(SELECTED TEXT):
§ §
Connecting Cloud SQL - Kubernetes Sidecar

Gabe Weiss
Google Cloud - Community
13 min readFeb 7, 2020

Hi friends!

This blog is a bit longer than my usual how-to’s, because we’re dealing with a lot of moving parts. We’ve got Cloud SQL, the Cloud SQL Proxy, Docker and containers, Google Container Registry, Kubernetes, and managing secrets like your db credentials in the Cloud so you don’t have to have them exposed in any configuration files or environment variables.

Don’t be intimidated though! I am coming at this from the perspective of a beginner so I’m explaining things in a lot of detail. If you’re experienced in a lot of this, no worries, I’ve broken out a lot into separate blog posts I link along the way so you should be able to breeze through to the core of the post quickly.

If you’re not experienced at all, welcome to the wide world of Kubernetes and Cloud SQL! While you won’t come out of this an expert (I am really far from a Kubernetes expert), hopefully you’ll have a handle on the basics, and how to get started.

So, what’s a sidecar? We’re not talking about the motorcycle sidecar, but this pattern is named because of it.

The Kubernetes sidecar pattern is where you attach a supporting container to your application’s container in order to make your life easier in some way. In our case, this refers to attaching a container running the Cloud SQL Proxy along-side your application. There are a lot of benefits to using the proxy, and it’s our recommended best practice for connecting to Google Cloud SQL.

Yes, there are other ways to do this than the sidecar pattern. In a followup blog, I’ll go deeper into the pros and cons for different patterns.

For this blog post, I wrote a snazzy (to me) app that fakes database data for MySQL. You can find my script on GitHub, and a blog around it and its usage here.

If you want to know a bit more background and context around connectivity to Cloud SQL in general, check out my intro to connectivity blog post. That post also has links to more step-by-step posts around different use-cases and methods, as well as why you might want to pick one method over another.

Prerequisites: I’m assuming that you’ve already got your own Google Cloud Platform (GCP) project with billing set up. If you don’t, head here to get started with a project, or here to set up billing for the project. If you intend on running any of this locally (codelab runs things in the console shell on GCP, which is Linux so has it installed by default) you’ll need Docker installed and available on your machine.

The App

The codelab walks through standing up an app that allows you to create and store memes. It has a web UI served up by flask and SQLAlchemy.

The app I wrote is significantly simpler. I just wanted an app that showed off one thing: Connecting to Cloud SQL and dumping some fake people data into the database.

Everything of course applies if you’ve written your own application as well.
§ §
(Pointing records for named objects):
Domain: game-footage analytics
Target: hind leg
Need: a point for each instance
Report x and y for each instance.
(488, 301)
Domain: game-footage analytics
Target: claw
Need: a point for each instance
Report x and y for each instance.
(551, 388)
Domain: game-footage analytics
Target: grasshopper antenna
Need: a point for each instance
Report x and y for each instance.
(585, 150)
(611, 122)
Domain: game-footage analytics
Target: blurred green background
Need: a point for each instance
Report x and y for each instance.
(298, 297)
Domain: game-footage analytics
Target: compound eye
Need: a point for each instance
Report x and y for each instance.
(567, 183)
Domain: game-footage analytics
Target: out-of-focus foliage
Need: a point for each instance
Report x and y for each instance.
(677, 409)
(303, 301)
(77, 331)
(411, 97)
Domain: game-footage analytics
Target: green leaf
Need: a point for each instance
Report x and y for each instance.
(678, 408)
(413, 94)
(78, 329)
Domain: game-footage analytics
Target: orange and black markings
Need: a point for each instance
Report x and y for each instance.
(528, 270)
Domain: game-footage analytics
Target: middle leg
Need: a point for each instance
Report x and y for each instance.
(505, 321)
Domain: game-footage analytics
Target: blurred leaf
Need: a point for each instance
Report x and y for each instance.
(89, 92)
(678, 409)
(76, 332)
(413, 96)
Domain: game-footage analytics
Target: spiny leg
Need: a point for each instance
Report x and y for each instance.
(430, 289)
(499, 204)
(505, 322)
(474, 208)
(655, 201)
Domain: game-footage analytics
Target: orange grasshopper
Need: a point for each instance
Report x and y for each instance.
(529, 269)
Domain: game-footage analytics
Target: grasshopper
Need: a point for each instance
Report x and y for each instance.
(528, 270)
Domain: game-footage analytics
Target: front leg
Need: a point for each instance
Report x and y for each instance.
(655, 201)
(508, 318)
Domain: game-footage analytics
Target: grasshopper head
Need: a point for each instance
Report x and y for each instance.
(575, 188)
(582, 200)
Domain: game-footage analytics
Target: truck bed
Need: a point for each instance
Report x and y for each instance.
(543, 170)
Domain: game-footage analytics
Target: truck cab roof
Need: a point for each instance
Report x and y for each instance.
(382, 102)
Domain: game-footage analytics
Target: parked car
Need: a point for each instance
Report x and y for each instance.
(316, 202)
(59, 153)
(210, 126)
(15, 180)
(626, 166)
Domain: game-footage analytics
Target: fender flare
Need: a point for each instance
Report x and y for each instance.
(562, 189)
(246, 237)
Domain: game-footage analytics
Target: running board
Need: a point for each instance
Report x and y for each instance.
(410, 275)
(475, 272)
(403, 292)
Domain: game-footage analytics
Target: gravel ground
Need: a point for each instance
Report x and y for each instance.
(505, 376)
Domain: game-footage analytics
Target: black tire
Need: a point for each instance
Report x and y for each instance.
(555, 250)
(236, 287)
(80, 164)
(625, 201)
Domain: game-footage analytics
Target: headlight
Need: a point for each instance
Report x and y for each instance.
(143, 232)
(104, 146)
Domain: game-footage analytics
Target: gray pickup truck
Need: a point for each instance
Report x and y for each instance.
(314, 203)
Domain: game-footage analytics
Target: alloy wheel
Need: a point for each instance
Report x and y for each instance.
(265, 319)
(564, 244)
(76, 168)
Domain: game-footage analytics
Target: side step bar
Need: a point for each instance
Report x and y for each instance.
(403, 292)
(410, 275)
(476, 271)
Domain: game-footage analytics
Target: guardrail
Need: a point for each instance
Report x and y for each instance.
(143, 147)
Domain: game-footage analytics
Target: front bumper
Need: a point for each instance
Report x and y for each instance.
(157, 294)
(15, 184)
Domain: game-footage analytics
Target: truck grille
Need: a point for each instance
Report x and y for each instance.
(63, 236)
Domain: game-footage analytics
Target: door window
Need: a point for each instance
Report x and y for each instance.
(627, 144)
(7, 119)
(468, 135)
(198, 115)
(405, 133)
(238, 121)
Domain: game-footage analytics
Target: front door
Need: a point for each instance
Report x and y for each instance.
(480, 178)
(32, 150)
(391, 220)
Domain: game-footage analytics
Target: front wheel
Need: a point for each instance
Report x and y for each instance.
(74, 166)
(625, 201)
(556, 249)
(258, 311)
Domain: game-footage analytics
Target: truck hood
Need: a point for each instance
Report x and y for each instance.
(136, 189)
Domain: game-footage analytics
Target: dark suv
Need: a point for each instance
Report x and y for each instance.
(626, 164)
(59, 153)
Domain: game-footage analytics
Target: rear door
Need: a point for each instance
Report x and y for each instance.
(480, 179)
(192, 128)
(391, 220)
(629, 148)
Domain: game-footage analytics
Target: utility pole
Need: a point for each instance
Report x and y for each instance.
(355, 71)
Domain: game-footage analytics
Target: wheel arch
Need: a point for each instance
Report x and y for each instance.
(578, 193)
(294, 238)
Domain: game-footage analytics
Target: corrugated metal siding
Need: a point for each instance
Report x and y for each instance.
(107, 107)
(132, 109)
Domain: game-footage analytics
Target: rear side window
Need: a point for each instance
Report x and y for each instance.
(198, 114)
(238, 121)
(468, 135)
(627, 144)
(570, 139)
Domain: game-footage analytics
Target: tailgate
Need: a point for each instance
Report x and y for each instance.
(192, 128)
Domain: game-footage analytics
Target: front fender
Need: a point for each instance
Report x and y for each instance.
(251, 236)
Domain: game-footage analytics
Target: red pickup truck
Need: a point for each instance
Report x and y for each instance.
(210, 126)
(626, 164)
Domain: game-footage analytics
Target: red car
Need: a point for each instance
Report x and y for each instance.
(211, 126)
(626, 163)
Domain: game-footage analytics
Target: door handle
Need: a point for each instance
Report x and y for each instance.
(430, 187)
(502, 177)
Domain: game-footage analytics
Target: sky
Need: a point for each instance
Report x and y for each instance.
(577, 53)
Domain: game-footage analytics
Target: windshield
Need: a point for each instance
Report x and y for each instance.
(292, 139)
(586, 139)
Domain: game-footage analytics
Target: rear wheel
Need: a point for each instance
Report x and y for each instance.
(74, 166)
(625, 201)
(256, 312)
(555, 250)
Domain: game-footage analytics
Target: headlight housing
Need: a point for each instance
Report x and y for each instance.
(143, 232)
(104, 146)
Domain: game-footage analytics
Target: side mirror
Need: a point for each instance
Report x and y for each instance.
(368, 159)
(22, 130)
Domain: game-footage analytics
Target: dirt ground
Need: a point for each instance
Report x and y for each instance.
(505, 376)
§ §
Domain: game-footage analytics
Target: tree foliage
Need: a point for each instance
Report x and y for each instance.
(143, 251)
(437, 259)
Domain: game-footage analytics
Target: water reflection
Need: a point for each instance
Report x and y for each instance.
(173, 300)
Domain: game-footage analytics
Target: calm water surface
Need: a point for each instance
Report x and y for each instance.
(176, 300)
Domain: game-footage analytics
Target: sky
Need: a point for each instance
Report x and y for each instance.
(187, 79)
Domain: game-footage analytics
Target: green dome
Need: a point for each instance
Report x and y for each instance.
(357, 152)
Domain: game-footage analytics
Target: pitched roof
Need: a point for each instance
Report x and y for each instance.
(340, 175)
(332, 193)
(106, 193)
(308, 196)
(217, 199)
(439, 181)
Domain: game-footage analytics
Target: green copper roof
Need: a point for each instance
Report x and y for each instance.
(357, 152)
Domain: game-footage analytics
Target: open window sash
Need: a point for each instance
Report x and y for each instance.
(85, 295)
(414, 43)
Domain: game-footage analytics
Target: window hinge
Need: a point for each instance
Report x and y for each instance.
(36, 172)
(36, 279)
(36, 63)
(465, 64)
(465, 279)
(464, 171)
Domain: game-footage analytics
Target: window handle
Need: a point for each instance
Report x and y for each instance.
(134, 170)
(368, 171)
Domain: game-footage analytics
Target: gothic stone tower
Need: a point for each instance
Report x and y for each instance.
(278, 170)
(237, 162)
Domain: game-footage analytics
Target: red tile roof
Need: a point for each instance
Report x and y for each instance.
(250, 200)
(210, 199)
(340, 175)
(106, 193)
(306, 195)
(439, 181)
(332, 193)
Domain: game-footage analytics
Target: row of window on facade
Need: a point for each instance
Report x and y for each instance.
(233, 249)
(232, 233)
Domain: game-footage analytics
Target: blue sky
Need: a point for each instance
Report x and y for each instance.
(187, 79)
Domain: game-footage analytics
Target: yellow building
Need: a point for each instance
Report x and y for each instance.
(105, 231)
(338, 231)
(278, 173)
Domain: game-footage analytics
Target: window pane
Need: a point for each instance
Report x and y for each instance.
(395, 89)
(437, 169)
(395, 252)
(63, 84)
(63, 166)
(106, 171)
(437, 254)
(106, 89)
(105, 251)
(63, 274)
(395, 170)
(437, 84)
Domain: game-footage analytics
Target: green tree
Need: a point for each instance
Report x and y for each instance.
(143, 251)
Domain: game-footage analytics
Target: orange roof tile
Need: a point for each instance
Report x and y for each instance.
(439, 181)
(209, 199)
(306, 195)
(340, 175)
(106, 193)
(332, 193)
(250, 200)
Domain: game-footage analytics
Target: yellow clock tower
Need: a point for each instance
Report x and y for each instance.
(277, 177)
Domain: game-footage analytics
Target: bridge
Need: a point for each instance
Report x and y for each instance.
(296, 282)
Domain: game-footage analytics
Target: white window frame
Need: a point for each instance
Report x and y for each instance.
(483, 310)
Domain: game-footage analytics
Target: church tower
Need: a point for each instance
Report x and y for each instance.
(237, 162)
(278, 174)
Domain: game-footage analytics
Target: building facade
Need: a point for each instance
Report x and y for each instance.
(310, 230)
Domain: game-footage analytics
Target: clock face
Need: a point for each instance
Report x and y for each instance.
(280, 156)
§ §
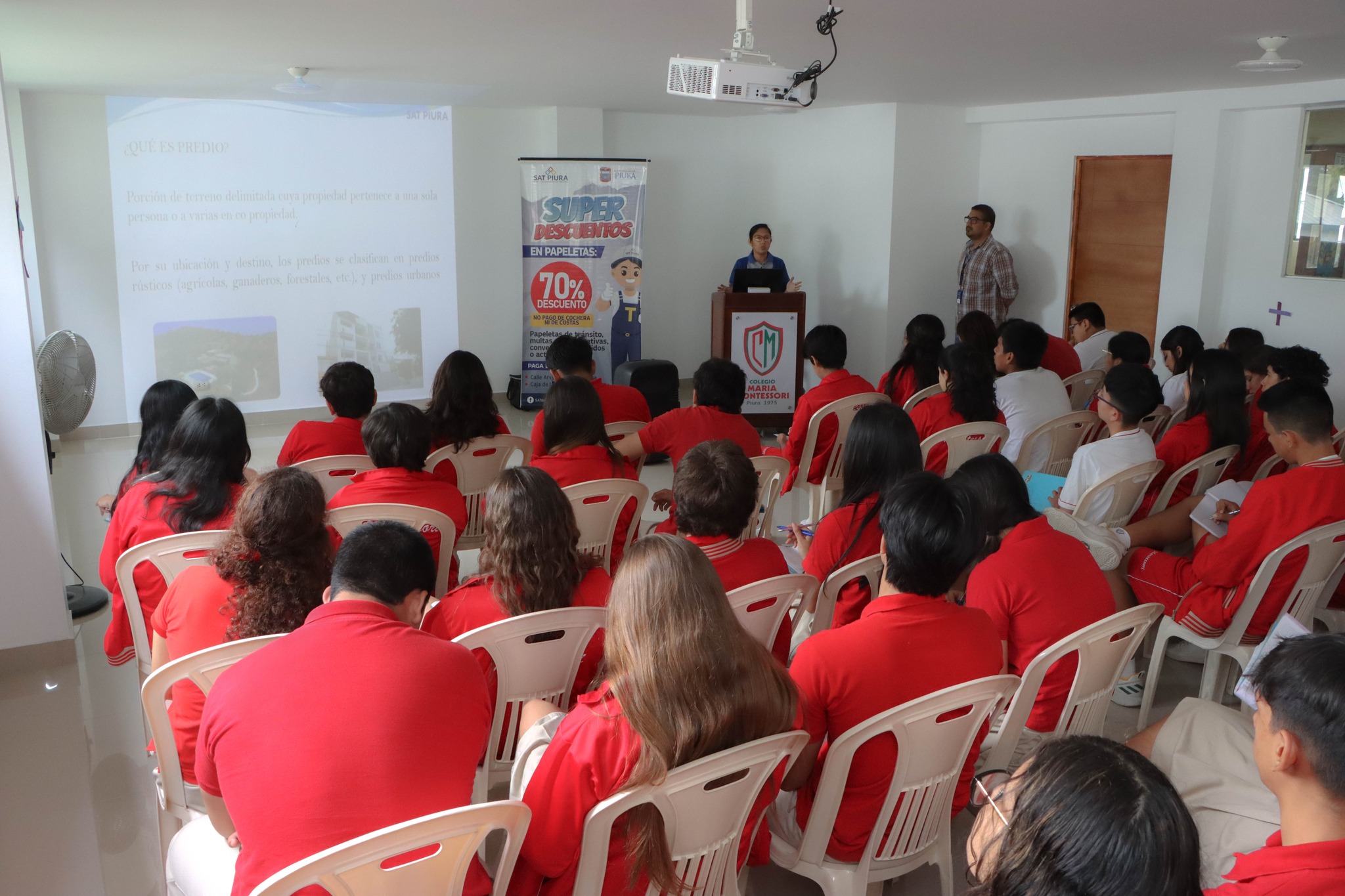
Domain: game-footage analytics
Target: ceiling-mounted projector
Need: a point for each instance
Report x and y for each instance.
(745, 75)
§ §
(YOUR TASK): Please write out the Cloud SQL sidecar post word for word, starting with "If you want" and going on through "method over another.". The listing has no connection to the Cloud SQL sidecar post.

(FULL RESPONSE):
If you want to know a bit more background and context around connectivity to Cloud SQL in general, check out my intro to connectivity blog post. That post also has links to more step-by-step posts around different use-cases and methods, as well as why you might want to pick one method over another.